§ **What you should do**: Reproduce the material verbatim, beginning at the line that contains "Spot the turquoise" and continuing through the final line of the material, both included. Leave out the pictures.

════

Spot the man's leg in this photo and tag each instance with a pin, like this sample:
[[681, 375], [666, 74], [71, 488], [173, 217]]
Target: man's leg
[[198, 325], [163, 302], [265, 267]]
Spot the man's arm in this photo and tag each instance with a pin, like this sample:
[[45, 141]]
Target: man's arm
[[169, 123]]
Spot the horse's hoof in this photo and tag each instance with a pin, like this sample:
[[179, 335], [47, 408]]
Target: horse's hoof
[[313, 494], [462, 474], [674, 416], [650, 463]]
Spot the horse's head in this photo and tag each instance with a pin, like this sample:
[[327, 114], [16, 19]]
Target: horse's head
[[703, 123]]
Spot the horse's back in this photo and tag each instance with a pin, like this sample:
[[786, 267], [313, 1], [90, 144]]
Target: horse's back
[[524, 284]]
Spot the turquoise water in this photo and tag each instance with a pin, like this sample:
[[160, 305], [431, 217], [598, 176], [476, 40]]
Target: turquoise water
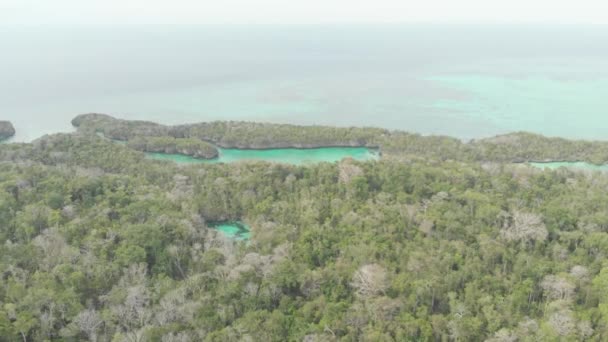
[[554, 106], [574, 165], [233, 230], [462, 81], [287, 156]]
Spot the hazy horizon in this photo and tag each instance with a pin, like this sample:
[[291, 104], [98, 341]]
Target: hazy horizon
[[463, 80]]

════

§ **Output for this task**:
Spot the turquoise water in this photo and tag each instance with a pin, like this sample:
[[160, 305], [431, 217], [598, 176], [476, 40]]
Target: turquoise water
[[554, 106], [574, 165], [233, 230], [462, 81], [287, 156]]
Spot the hazy horizon in this photo and tag each instance with a pin, like this sample:
[[291, 104], [98, 341]]
Target: hazy horizon
[[463, 80]]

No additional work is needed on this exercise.